**Document extract**:
Section 2(k) of the Asylum Act identifies persons with special needs as including “unaccompanied children or vulnerable persons, in particular, minor, elderly, disabled persons, pregnant women, single parents raising minor children or persons suffering from torture, rape or any other grave form of psychological, physical or sexual violence.”
Furthermore, the Asylum Act provides that in case of persons requiring special treatment, due consideration shall be given to their specific needs. Persons with special needs – if needed with respect to the person’s individual situation and based on the medical specialist's opinion – shall be eligible to additional free of charge health care services, rehabilitation, psychological and clinical psychological care or psychotherapeutic treatment required by the person’s state of health.
It is the duty of the NDGAP to ascertain whether the rules applying to vulnerable asylum seekers are applicable to the individual circumstances of the asylum seeker. In case of doubt, the NDGAP might request expert assistance by a doctor or a psychologist. There is no protocol, however, for identifying vulnerable asylum seekers upon reception therefore, it depends very much on the actual asylum officer whether the special needs of a particular asylum seeker are identified at the beginning or in the course of the procedure at all (see Identification). However, since asylum seekers principally enter the transit zones and stay there during the entire asylum procedure, as of March 2017, there has been only exceptional cases when asylum seekers were accommodated in open reception facilities.

**Point-per-instance localization data**:
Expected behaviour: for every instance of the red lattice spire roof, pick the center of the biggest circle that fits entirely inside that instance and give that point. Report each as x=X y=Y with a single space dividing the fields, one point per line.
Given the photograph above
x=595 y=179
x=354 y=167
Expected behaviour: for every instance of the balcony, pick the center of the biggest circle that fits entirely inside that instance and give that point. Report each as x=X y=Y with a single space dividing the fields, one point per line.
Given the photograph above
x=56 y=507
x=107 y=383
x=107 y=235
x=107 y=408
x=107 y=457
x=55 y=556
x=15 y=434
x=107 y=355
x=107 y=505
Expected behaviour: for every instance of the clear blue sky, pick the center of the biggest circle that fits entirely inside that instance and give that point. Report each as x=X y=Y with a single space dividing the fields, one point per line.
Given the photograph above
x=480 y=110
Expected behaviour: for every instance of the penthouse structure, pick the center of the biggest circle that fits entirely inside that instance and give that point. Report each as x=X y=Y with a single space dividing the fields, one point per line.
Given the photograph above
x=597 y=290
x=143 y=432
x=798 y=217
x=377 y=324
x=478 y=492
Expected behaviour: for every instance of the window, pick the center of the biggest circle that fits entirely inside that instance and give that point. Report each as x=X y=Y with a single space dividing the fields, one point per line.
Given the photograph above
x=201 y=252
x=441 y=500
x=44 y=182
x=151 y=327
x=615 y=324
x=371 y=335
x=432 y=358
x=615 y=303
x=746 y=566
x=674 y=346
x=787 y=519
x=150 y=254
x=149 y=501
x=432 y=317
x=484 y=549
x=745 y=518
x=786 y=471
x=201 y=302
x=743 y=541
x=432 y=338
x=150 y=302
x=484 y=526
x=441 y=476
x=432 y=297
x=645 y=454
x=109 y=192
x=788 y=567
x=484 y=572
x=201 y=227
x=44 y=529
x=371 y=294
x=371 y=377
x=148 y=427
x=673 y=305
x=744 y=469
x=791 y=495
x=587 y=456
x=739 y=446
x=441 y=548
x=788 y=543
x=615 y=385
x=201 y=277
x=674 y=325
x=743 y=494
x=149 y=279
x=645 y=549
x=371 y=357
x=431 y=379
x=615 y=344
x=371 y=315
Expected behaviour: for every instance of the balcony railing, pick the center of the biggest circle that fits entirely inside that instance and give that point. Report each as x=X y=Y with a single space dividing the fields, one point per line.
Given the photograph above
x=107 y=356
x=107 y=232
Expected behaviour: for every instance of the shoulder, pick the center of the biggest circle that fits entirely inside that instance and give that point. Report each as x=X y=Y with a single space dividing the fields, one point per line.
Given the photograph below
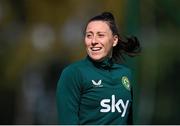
x=124 y=68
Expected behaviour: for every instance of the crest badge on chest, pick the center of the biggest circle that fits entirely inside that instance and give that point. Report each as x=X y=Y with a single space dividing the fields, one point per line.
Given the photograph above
x=126 y=82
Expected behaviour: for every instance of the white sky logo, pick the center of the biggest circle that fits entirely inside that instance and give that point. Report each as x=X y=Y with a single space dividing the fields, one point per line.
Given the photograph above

**Problem set**:
• A. In the passage on vulnerable asylum seekers under the Asylum Act, from whom may the NDGAP request expert assistance in case of doubt?
• B. Extend the passage on vulnerable asylum seekers under the Asylum Act, beginning directly after its final sentence.

**Answers for each item**:
• A. A doctor or a psychologist.

• B.
The HHC is aware of the case of a disabled woman who received special treatment in Vámosszabadi in 2018. She was provided a flexible toilet placed in her room and a personal nurse assisting her on a daily basis until August 2018. According to the Menedék Association, in addition to that a nurse (besides the doctor and the nurse present in the camp) and a physiotherapist visited her two times a week. In 2019, a lethally ill child and her family members were also placed here after having spent more than 3 months in the transit zone. According to the Menedék Association despite of the nurse being helpful and cooperative the leadership of the reception facility were not inclined to effectively cooperate regarding the treatment of the child. The intercultural mediator of the NGO accompanied the family to check-ups taking place in Budapest, however the family left the camp in the beginning of August. In Vámosszabadi the family having a baby asked for a feeding-bottle and an electric kettle but as the facility could not provide these, the Menedék Association supplied the necessary equipment to them.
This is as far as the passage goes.